• [Short task]: Rewrite only the lines of the entries from the one containing "Pick out one point on every instance of the truck mudflap" down to the one containing "[(123, 200)]", swapping "mudflap" for "mud flap" and leaving everything else the same.
───── Rows
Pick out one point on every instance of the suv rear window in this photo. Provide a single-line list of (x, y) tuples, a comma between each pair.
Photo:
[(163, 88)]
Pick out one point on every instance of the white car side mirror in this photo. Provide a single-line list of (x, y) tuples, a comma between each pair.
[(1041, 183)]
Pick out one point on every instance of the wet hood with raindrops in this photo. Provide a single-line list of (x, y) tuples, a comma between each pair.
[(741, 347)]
──────────
───── Rows
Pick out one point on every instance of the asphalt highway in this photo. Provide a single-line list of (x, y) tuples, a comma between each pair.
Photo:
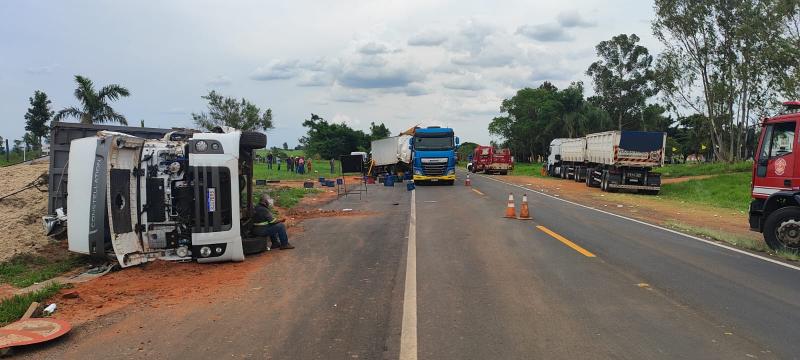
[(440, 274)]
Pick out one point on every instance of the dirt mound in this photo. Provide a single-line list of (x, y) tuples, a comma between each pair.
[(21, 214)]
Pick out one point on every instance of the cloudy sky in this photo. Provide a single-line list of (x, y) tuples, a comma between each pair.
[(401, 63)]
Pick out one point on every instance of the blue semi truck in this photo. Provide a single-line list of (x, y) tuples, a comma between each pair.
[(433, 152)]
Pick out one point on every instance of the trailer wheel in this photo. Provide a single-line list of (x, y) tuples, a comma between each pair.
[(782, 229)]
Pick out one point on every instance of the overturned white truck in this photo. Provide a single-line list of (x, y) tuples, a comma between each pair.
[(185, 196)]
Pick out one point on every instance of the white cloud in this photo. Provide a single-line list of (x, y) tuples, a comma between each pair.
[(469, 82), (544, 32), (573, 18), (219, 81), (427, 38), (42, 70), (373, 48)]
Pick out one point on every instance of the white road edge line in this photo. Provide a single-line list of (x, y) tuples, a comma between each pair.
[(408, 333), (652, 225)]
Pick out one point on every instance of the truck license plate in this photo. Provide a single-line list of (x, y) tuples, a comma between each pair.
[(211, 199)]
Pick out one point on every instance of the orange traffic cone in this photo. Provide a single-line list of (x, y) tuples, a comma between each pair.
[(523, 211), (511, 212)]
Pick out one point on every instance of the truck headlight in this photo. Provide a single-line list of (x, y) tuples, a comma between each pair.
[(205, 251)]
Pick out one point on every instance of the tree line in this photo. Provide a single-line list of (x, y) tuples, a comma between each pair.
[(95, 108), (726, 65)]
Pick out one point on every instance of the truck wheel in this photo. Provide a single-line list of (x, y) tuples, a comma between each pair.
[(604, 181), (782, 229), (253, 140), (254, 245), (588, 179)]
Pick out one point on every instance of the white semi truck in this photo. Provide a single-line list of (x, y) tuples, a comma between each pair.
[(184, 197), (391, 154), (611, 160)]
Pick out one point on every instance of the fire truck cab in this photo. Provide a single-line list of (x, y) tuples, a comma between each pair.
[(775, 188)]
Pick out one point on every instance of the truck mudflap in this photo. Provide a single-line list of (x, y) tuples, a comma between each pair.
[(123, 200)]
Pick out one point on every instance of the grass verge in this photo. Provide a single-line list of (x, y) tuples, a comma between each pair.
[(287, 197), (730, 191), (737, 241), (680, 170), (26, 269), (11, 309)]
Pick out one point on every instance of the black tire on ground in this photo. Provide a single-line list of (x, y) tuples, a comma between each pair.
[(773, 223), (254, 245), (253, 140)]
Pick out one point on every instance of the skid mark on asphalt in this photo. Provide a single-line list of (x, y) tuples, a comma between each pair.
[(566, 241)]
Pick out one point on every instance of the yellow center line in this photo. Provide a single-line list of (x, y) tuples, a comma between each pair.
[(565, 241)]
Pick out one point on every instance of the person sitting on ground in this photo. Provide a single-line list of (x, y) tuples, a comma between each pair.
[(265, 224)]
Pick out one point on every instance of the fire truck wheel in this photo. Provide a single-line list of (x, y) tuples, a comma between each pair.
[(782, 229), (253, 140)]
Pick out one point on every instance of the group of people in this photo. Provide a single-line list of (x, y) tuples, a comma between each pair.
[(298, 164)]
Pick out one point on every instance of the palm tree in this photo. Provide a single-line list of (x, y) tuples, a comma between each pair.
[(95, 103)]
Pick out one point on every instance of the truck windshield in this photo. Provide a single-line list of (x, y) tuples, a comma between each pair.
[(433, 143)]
──────────
───── Rows
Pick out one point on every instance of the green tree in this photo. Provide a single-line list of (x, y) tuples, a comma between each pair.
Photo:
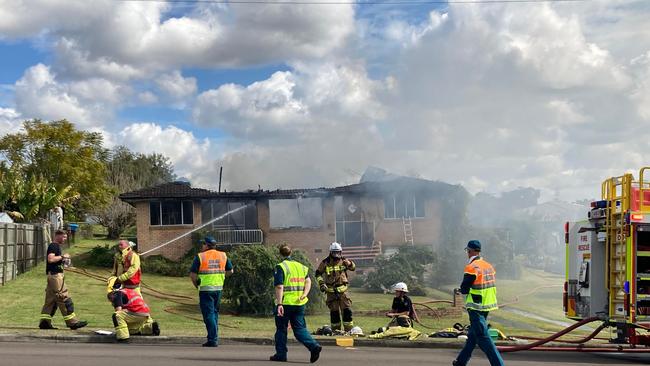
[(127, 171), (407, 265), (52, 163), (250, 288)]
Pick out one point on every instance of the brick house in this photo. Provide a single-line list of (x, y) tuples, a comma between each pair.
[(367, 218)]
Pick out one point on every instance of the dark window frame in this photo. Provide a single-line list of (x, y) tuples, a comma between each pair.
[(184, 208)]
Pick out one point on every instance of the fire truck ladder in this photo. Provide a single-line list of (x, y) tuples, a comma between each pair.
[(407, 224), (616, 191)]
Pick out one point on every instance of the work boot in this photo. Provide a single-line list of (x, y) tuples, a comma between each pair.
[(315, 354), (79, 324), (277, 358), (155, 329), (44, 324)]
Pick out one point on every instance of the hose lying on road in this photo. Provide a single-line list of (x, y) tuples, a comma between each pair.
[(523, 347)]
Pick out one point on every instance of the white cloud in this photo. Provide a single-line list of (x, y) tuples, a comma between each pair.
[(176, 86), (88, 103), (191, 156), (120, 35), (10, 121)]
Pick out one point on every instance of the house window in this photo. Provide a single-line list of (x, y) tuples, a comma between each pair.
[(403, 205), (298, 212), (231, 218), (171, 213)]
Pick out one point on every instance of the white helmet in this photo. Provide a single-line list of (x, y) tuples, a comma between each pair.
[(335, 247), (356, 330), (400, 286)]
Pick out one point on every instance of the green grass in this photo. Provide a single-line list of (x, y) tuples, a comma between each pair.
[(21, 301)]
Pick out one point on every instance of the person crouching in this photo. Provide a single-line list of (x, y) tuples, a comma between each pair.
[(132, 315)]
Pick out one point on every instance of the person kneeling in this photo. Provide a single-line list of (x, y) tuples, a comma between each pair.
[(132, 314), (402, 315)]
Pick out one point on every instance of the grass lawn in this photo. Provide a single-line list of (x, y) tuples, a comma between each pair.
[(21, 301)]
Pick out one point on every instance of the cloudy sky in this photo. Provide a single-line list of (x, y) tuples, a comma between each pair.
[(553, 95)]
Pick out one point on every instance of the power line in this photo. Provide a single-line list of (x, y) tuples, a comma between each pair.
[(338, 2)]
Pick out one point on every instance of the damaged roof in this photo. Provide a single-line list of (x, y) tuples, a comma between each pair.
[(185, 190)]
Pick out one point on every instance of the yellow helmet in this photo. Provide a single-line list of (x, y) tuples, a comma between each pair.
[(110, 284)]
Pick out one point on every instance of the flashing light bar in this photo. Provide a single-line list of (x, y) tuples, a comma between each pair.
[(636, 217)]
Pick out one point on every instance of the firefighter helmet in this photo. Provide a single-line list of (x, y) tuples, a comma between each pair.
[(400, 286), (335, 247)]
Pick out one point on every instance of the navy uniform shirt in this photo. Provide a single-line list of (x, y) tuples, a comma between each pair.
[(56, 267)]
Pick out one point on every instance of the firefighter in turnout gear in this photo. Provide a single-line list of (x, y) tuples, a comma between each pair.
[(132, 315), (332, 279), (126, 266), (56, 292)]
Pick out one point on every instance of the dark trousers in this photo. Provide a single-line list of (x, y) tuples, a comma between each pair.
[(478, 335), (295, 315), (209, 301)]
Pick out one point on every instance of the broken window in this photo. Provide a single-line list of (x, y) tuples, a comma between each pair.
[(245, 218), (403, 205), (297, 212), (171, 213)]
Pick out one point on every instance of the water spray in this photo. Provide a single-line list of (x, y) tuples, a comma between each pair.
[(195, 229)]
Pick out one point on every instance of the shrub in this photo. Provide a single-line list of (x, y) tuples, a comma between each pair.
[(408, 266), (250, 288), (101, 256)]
──────────
• [Task solution]:
Pick out one point on every instance of the truck mud flap in this photo. Provide a single-line list of (x, y) tuples, a comma between each pair.
[(123, 200)]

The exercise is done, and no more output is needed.